**Required actions**
**A.** From the text on a crewel kit and spring gardening, list every kind of plant named in the paragraph describing this weekend's chores, counting alternate names for the same plant as one.
**B.** In the text on a crewel kit and spring gardening, swap "peony" for "fern" and write out the passage from "This weekend’s chores" to "or maiden grass).".

**Text passage**
________________
There are no directions, and the label reads “These pieces are prepared for the embroidery who appreciates fine materials and perfection in design. There are no instructions or color diagrams provided for these pieces. You plan you own color scheme to suit your personal taste. All designs are adaptable to your own favorite stitches and may be worked in solid areas or in simplified detail….” Looking over the Web I do find that there is an Elsa Williams “Stuart I” kit with the number 750. Unstitched it’s offered for sale at over $80. Mine cost $4.00. The picture below links to the site where #1 is offered for sale. This is their photo, shown here to illustrate the general style of the work:
Elsa Williams was the author of Heritage Embroidery. She and Erica Wilson were two of the chief disseminators and proponents of the 1960s era Crewel embroidery revival. If in fact my printed linen is hers, I suspect that it was issued prior to the release of Williams’ book in 1967. After that point she was widely famous in needlework circles, and her kits and other publications all bore her name. She sold her business to JCA when she retired in the late ’70s/early ’80s.
So I now have a dilemma. Do I stitch up my kit, or do I flip it for a profit to the cognoscenti? Somehow I suspect the former… Eventually.
We had an entertaining weekend here at String, spending most of it cleaning up the debris of a New England winter and waking up the garden for spring. Now I’m not a very good gardener. In fact I stick to plants that in more hospitable geographic areas are rated as borderline invasive, because they are about the only plants I can’t kill. I trust in my own lack of skill and the odd deep freeze winter to keep them in check.
This weekend’s chores included moving a trillium and a peony to make more room for an aggressive hosta‘s growing hegemony; shuffling some day lilies out of the way; rescuing some tulips and daffs so courteously relocated mid-lawn by squirrels; planting three ultra hardy five petal rugosa roses in some newly freed up spots; and pulling dead leaves out of the giant grass stubble (aka elephant grass, or maiden grass).
How giant is our giant grass? It gets tall enough for its early September plumes to overtop the roof of our front porch. We cut it down before the seed sets and ripens in order to keep it from colonizing the entire neighborhood. But what to do with canes ranging from 8 to 13 feet? The first year we bagged them with the rest of the yard trimmings, for the town to haul off for composting. This fall though I had an idea.
________________
**Data shown**
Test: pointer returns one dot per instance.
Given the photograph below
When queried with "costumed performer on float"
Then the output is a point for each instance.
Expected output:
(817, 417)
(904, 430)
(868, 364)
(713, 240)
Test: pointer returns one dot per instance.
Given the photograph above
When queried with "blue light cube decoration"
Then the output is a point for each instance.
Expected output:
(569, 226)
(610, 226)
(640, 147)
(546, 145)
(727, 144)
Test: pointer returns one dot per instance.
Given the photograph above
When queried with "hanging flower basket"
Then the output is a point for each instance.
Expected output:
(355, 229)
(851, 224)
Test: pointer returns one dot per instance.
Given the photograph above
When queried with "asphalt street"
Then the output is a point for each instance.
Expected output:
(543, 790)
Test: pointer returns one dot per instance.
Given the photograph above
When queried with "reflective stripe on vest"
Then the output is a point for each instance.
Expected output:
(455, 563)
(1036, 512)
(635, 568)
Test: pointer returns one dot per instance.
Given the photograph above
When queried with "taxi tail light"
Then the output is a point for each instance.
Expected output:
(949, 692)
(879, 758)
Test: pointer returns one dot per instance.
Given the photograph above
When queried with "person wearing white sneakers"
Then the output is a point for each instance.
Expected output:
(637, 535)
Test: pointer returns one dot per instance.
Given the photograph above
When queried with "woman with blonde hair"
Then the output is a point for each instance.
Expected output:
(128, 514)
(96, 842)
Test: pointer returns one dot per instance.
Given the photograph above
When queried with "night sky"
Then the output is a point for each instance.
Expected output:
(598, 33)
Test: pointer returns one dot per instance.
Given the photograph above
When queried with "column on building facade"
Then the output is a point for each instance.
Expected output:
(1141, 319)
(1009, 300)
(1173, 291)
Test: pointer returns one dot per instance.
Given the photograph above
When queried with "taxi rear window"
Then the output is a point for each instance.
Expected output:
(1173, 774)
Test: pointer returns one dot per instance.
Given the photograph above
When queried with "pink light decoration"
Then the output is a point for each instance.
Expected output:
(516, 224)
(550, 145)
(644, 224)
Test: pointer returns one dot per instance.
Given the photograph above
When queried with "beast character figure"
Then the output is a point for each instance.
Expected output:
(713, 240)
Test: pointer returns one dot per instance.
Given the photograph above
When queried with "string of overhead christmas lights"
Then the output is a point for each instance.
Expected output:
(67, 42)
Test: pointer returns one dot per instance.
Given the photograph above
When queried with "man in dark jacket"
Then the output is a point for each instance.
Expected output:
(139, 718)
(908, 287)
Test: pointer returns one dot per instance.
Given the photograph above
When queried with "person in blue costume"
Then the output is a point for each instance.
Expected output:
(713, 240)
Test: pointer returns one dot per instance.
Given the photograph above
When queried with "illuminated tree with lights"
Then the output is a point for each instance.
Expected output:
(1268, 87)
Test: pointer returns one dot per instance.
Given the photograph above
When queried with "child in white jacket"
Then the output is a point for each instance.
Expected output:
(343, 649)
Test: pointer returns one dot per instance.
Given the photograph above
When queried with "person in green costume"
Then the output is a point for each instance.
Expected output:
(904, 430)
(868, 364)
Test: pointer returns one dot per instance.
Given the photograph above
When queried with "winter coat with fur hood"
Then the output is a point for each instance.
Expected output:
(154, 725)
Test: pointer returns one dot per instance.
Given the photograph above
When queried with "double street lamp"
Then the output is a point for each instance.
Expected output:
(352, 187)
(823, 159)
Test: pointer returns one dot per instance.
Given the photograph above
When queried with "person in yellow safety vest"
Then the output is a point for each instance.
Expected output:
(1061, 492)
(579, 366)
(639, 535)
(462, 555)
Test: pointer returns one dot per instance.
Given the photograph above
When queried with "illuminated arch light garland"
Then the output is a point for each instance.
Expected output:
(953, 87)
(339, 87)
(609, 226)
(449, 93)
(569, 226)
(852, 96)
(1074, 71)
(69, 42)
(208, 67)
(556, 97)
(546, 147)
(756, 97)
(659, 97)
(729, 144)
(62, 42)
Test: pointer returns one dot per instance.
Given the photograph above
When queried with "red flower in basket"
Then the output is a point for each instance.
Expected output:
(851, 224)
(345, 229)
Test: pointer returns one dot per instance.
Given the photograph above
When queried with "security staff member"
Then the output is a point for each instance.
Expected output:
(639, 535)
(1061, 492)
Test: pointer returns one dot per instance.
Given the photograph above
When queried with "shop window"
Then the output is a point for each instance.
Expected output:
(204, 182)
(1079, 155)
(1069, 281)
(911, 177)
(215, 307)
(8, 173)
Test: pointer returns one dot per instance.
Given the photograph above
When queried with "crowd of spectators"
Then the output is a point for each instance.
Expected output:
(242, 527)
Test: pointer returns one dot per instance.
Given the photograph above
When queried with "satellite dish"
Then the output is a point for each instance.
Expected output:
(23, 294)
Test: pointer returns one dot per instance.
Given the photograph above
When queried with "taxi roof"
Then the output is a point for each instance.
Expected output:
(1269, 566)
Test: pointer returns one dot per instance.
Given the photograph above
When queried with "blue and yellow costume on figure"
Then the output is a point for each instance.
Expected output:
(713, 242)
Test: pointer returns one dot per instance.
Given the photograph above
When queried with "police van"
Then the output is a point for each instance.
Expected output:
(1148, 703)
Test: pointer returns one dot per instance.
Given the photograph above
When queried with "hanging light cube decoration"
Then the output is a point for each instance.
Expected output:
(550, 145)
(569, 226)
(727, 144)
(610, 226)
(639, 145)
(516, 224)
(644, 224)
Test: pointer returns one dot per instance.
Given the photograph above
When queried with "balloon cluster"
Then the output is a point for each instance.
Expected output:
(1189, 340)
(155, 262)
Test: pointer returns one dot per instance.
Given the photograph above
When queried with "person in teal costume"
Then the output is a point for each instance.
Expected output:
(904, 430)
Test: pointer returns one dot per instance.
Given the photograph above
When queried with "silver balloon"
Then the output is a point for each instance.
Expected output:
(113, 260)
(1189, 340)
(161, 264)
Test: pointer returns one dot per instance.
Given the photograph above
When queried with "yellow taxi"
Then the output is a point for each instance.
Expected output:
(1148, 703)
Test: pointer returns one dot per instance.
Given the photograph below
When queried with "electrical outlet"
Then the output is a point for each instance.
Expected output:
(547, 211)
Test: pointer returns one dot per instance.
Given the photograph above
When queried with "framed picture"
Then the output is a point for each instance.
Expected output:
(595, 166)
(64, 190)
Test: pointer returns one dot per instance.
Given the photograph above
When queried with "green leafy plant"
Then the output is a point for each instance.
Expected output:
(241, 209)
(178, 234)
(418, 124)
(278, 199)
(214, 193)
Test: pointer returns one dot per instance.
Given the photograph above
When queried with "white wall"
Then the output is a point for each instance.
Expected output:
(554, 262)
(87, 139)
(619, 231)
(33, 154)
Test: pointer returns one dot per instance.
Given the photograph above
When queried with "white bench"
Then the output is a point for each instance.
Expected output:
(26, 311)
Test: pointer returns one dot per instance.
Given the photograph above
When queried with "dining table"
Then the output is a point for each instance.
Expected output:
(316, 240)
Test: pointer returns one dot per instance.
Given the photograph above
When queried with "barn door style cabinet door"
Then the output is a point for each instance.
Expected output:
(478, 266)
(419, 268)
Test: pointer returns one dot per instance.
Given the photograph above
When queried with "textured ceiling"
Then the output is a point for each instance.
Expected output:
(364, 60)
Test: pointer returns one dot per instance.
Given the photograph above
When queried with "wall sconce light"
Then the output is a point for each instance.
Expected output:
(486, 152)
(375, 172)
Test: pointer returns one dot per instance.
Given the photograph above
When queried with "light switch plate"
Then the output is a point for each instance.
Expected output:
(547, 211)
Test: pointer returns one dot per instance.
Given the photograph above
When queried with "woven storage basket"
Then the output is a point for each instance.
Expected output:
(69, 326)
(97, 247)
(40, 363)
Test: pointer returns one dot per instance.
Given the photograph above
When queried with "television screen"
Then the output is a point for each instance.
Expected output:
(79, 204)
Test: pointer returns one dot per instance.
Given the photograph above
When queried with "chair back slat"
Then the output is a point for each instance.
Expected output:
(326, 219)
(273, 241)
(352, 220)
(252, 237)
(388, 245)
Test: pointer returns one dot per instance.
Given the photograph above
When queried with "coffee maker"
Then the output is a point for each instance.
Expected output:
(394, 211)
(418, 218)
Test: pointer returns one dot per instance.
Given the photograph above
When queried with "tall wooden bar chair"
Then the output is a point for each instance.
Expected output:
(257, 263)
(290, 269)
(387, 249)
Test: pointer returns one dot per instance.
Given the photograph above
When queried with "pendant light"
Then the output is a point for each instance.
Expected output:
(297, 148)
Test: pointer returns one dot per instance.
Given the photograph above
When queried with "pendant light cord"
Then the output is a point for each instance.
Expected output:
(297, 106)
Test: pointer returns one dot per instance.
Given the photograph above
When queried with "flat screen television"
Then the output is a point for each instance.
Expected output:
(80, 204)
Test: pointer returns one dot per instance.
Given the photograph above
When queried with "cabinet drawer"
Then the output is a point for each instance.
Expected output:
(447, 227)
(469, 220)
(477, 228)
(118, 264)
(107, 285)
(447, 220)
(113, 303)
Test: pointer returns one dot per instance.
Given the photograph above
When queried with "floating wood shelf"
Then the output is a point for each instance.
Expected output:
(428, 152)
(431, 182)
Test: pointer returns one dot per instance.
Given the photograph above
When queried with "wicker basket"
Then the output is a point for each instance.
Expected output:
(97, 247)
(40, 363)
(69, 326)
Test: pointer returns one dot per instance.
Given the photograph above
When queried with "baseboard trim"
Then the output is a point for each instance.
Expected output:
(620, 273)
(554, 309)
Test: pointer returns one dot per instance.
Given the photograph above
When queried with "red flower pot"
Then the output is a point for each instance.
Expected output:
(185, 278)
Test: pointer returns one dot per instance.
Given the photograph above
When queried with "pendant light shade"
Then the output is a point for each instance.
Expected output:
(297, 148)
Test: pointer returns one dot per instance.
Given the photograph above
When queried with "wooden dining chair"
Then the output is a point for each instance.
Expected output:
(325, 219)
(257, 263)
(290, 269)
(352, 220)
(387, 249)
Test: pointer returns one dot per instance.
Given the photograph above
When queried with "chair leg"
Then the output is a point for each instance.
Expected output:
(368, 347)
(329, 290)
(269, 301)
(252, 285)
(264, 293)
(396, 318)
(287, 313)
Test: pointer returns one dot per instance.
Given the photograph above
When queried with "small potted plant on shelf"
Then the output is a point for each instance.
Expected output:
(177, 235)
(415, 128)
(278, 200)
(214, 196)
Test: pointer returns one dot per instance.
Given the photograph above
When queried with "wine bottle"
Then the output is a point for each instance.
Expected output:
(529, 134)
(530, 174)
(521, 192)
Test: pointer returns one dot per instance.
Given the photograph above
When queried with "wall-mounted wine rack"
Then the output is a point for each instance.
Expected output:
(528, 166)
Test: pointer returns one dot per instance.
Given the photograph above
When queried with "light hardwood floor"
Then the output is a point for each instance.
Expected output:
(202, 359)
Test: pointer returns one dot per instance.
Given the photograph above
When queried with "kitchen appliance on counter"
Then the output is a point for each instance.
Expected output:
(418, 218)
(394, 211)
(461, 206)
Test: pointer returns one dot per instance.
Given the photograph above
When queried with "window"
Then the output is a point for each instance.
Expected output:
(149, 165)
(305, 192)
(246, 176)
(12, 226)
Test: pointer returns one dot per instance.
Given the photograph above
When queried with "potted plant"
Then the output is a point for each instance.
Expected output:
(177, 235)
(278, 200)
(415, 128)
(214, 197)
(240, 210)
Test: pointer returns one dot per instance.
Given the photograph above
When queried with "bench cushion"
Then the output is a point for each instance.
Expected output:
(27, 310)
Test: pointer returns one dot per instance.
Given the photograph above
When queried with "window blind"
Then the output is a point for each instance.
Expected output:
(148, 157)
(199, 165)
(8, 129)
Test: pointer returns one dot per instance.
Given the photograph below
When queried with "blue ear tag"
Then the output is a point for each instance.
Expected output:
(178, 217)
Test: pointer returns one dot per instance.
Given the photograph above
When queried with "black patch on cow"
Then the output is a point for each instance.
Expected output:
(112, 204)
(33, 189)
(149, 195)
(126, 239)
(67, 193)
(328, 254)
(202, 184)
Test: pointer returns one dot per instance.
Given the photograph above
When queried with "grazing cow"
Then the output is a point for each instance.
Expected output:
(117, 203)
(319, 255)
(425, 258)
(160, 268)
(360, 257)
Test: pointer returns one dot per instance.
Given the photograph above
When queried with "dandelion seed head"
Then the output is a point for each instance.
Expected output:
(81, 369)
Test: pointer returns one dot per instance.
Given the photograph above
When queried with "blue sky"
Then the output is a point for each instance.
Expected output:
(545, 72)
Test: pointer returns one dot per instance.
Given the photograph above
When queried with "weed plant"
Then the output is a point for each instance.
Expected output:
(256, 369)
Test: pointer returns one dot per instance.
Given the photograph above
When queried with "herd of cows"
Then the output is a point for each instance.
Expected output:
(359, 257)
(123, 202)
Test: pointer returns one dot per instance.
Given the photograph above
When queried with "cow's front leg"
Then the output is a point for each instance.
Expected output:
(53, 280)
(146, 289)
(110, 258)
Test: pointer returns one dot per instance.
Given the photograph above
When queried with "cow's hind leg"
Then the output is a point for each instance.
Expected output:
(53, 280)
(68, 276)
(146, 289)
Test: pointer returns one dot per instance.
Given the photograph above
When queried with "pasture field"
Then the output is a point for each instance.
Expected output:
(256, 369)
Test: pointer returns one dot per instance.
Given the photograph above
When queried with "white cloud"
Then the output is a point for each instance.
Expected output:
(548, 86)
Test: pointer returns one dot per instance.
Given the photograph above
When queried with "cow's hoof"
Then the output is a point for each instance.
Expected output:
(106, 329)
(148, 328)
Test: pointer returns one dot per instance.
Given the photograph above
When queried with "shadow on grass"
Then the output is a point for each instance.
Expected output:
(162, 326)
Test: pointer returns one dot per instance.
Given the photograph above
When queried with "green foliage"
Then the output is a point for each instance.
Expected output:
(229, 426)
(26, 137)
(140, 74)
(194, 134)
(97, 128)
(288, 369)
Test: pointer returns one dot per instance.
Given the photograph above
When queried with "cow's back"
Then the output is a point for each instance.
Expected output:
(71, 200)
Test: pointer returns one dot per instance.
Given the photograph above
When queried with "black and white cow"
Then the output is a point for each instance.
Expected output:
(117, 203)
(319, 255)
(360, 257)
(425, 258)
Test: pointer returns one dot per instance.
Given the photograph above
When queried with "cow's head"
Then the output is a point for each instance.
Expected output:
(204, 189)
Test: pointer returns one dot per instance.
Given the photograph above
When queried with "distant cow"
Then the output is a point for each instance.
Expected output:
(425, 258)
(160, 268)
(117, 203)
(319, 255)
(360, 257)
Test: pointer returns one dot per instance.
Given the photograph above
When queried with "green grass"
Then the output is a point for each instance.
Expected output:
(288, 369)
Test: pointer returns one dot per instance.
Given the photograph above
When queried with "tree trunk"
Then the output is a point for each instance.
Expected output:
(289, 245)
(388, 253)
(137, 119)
________________
**Solutions for each task**
**A.** trillium, peony, hosta, day lilies, tulips, daffs, rugosa roses, giant grass (elephant grass, or maiden grass)

**B.**
This weekend’s chores included moving a trillium and a fern to make more room for an aggressive hosta‘s growing hegemony; shuffling some day lilies out of the way; rescuing some tulips and daffs so courteously relocated mid-lawn by squirrels; planting three ultra hardy five petal rugosa roses in some newly freed up spots; and pulling dead leaves out of the giant grass stubble (aka elephant grass, or maiden grass).